Every line must be returned precisely as it is written.

○ ○ ○ ○ ○

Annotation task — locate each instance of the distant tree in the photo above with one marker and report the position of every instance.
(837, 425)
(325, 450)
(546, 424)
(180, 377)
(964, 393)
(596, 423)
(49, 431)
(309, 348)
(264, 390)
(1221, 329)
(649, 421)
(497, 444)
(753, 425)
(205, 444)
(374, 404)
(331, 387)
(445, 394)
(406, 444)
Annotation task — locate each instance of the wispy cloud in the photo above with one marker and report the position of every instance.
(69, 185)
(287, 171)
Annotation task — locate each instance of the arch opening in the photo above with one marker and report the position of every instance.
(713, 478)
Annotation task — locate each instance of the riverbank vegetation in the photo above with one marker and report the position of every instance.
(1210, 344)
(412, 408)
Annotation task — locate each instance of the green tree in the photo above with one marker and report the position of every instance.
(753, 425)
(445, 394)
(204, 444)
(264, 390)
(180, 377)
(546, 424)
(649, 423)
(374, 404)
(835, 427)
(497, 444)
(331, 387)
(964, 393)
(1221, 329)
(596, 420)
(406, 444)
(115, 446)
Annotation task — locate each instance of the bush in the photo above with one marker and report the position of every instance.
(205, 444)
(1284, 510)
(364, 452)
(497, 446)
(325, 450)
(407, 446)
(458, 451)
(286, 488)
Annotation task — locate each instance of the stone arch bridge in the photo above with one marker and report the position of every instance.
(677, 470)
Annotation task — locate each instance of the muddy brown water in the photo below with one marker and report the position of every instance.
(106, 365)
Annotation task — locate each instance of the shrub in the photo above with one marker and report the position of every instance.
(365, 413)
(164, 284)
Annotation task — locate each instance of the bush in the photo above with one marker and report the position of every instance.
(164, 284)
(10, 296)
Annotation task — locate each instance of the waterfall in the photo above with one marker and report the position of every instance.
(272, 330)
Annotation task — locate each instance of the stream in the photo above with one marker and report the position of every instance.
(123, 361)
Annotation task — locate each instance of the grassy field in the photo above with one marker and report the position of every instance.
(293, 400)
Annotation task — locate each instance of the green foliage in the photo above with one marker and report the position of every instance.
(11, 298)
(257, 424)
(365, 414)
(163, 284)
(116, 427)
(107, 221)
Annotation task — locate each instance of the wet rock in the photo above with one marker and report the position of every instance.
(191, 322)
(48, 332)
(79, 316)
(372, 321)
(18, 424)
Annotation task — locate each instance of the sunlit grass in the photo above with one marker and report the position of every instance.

○ ○ ○ ○ ○

**Complete output:**
Annotation task — locate each instance of the distant tree in the photo above with one marker and report the position of every instance.
(837, 425)
(325, 450)
(546, 424)
(180, 377)
(964, 393)
(596, 423)
(49, 431)
(309, 348)
(264, 390)
(1221, 329)
(649, 421)
(497, 444)
(753, 425)
(205, 444)
(374, 404)
(331, 387)
(445, 394)
(406, 444)
Annotation task — locate each instance of the wispy cloud in the photo above with one marker and report the position of every instance.
(69, 185)
(287, 171)
Annotation task — locate each instance of the arch opening in the photo above with one marker and report the position of every instance.
(713, 478)
Annotation task — locate each instance of the riverbank vegetation in the photo above with one marker and report the position of every instance.
(1210, 344)
(412, 408)
Annotation task — locate each instance of the green tree in the photo above with one marker and report the position of every instance.
(753, 425)
(445, 394)
(204, 444)
(264, 390)
(180, 377)
(546, 424)
(649, 423)
(374, 404)
(835, 427)
(497, 444)
(331, 387)
(964, 393)
(1221, 329)
(596, 420)
(406, 444)
(115, 446)
Annotation task — locate each instance of the bush in the photo above with one marker and report the position of every instance.
(205, 444)
(1284, 510)
(364, 452)
(497, 446)
(325, 450)
(407, 446)
(458, 451)
(286, 488)
Annotation task — locate each instance of the stone arch bridge in the photo above with one marker and report the position of every instance.
(677, 470)
Annotation task — locate each instance of the muddy brown water in the photo below with one marker and report the position of every instance.
(106, 365)
Annotation task — locate each instance of the shrub in the photo above with one marker and report the position of every instance.
(365, 413)
(164, 284)
Annotation task — locate each instance of the bush in the photo above with one marker and report the position of every instance.
(164, 284)
(10, 296)
Annotation task — locate each instance of the waterfall in the photo above with one marker and report the position of every instance.
(272, 330)
Annotation task — locate each instance of the stream in the photo above with one marker and report the position of every instance.
(123, 361)
Annotation task — locate each instance of the grassy field in the photo above with one marker and report the position of every instance.
(293, 400)
Annotation task — locate each instance of the green foliage in the photo above with one marker and report the position of every instance.
(11, 298)
(257, 424)
(365, 414)
(163, 284)
(116, 427)
(107, 221)
Annotation task — locate each instance of the wet rock in the photo above with one marker and report the position of every instance.
(191, 322)
(48, 332)
(79, 316)
(372, 321)
(18, 424)
Annotation task — locate each instance of the sunlit grass in the photo above with one marker and report the position of every instance.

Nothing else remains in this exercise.